### Work required:
Gather each line of the records below that contains the word "bench", and copy those lines unchanged.
···
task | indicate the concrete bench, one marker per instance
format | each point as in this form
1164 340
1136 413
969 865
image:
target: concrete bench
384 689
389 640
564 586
···
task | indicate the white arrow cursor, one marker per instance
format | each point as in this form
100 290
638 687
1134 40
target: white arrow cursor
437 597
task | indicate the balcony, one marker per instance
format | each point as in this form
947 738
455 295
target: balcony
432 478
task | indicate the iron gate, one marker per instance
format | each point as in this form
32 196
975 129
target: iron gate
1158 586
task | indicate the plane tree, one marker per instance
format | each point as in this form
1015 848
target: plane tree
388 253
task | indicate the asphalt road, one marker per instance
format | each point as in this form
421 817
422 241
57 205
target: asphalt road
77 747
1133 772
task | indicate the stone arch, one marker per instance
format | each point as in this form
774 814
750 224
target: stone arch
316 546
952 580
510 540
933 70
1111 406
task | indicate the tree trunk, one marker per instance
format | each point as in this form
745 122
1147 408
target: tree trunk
···
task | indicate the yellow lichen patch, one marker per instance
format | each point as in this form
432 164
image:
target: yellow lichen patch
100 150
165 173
···
### Complete answer:
task | indicate the concrete bench, one marker per instance
target: concrete bench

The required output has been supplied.